Region segmentation data:
════════════════════

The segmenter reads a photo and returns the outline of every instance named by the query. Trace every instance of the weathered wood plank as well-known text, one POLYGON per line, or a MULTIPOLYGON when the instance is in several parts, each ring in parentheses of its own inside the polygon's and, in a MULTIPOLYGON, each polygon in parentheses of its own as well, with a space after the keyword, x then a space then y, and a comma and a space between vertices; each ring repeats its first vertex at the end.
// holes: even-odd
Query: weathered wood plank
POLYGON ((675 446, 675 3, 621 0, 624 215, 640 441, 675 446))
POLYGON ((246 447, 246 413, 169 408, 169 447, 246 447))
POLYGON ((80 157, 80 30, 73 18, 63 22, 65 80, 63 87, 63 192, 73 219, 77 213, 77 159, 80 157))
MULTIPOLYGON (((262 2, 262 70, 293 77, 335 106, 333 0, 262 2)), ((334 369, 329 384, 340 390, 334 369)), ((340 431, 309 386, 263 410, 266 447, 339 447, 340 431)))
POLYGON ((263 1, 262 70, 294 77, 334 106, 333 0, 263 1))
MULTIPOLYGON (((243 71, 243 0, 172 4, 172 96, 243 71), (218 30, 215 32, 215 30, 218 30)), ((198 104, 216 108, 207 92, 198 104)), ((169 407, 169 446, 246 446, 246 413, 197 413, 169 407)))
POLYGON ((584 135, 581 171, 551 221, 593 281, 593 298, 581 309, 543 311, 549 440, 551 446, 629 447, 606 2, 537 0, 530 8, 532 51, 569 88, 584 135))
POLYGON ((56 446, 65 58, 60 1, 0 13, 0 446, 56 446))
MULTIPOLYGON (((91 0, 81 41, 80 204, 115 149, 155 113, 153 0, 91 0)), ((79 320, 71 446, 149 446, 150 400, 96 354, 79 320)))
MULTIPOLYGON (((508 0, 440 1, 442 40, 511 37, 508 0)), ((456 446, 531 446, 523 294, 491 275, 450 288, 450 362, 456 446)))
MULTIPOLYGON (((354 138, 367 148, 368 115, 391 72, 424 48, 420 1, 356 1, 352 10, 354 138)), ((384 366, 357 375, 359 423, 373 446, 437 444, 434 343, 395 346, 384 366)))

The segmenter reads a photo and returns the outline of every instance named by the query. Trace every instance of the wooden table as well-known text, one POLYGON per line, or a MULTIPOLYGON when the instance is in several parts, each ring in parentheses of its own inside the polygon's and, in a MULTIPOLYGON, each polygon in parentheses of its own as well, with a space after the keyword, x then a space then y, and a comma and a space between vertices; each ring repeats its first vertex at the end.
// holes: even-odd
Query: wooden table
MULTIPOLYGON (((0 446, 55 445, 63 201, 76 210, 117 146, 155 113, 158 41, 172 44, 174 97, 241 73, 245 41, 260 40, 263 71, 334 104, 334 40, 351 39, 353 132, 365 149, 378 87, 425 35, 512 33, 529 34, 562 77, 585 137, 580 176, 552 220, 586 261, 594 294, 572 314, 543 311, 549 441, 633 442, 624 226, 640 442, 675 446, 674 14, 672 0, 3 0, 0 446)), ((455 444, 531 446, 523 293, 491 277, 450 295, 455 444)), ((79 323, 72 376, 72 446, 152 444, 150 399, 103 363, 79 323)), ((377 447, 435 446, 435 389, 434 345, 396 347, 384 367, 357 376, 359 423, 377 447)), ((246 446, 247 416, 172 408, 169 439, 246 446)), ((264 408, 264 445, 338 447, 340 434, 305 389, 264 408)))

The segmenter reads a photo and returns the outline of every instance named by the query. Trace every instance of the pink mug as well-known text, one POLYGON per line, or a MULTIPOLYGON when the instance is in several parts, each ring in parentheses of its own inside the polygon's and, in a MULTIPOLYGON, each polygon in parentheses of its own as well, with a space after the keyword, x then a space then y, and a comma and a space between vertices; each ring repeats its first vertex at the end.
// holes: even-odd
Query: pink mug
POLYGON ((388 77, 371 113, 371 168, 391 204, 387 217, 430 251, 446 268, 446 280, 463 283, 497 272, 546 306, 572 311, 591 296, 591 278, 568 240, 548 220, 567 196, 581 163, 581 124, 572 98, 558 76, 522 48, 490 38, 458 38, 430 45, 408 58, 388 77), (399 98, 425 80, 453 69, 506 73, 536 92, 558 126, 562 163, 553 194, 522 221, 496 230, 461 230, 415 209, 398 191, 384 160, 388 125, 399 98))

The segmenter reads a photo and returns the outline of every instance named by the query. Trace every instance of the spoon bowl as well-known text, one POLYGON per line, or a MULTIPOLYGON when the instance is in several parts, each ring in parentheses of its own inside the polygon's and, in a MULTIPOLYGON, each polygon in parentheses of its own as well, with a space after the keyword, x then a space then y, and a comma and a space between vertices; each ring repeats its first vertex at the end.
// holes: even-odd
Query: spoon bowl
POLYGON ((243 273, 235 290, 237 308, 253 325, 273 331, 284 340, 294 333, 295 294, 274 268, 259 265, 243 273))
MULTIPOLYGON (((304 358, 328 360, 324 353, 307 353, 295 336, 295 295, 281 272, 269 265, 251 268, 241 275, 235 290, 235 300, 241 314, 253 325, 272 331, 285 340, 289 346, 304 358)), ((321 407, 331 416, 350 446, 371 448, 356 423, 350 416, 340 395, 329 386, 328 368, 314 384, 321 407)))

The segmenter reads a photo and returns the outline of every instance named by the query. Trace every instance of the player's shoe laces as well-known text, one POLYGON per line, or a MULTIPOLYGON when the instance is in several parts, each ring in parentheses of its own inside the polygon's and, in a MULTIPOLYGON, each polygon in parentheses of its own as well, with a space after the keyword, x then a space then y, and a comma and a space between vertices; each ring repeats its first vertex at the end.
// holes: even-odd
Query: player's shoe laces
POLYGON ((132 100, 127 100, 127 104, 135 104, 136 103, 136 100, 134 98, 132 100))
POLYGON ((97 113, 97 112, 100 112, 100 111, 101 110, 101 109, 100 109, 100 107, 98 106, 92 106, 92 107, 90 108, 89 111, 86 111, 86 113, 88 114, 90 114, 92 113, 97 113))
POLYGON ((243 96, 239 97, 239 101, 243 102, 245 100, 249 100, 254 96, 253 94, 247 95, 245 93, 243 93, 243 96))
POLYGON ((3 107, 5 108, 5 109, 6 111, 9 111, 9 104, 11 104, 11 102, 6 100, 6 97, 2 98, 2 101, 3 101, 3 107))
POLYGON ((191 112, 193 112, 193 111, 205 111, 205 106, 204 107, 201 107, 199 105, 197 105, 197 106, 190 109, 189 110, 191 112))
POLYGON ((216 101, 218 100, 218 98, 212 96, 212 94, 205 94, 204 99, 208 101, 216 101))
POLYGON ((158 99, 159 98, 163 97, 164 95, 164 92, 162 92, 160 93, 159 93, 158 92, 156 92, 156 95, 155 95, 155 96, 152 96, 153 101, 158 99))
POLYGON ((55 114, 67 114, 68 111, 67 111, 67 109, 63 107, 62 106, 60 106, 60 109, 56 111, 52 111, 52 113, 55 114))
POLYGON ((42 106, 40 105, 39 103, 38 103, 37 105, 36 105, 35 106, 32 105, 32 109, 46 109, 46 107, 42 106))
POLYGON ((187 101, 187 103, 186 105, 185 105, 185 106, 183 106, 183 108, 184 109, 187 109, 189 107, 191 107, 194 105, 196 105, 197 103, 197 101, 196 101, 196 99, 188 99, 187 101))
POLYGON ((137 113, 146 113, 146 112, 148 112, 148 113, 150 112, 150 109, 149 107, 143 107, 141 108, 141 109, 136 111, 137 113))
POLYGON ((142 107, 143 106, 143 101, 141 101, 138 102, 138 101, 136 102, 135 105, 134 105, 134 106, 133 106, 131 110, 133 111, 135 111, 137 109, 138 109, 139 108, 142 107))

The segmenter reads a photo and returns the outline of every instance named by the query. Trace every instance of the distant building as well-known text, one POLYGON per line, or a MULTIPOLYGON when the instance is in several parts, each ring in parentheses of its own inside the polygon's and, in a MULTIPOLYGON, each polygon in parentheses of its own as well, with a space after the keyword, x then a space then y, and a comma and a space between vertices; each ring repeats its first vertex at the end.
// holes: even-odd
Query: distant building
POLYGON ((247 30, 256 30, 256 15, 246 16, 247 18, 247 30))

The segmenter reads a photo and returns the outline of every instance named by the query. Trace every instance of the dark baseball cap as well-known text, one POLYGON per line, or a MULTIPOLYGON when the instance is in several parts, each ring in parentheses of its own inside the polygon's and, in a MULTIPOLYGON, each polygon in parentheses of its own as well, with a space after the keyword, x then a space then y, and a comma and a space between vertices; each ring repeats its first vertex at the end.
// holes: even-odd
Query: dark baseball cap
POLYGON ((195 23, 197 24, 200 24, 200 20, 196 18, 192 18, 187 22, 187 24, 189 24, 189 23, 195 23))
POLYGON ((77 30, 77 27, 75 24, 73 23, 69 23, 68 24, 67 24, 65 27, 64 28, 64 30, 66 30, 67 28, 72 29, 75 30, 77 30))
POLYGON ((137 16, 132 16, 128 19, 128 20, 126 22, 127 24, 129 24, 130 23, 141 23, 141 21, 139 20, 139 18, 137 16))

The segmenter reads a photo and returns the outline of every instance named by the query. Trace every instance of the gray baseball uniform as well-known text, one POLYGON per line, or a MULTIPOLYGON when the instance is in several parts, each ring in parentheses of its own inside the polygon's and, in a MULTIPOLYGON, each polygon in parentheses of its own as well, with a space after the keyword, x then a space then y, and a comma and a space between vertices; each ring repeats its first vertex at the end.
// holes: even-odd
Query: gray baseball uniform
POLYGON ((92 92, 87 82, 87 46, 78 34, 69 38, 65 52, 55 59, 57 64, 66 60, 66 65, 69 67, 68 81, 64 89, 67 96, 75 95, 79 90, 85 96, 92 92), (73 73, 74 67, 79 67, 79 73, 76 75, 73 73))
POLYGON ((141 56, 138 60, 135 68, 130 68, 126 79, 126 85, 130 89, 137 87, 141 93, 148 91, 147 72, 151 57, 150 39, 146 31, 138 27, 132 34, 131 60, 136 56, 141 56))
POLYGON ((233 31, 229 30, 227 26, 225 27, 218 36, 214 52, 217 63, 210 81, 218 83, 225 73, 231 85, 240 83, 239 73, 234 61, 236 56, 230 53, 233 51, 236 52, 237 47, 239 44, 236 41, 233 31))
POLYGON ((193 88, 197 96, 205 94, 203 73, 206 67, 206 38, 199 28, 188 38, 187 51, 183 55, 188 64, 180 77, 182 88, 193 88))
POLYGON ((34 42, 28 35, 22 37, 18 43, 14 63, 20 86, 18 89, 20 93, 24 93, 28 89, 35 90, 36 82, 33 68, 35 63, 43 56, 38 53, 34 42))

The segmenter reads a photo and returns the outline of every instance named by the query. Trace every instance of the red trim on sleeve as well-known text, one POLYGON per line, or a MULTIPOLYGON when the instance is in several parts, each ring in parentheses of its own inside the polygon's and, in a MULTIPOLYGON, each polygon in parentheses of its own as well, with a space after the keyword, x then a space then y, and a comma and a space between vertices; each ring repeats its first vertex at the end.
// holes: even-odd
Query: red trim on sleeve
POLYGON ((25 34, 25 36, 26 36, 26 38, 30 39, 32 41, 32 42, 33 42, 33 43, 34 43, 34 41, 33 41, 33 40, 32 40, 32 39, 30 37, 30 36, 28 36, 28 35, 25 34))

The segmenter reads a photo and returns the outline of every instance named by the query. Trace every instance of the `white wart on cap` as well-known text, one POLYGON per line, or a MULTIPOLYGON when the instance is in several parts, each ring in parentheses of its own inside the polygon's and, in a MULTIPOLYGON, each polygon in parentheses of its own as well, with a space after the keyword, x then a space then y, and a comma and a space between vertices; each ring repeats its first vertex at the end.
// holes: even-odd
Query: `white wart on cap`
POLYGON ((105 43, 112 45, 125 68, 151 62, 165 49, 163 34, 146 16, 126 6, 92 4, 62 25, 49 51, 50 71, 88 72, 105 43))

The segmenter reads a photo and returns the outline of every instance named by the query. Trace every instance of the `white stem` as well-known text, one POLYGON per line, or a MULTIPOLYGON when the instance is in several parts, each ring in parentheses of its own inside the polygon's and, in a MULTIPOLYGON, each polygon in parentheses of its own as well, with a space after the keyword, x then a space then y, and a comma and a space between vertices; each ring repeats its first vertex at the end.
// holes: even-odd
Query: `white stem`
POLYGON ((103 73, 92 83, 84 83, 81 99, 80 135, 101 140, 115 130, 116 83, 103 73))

════════════════════

- [Direction]: How many lines of the records contain the string "spoon"? Case counts; give only the number.

- [Expected output]: 2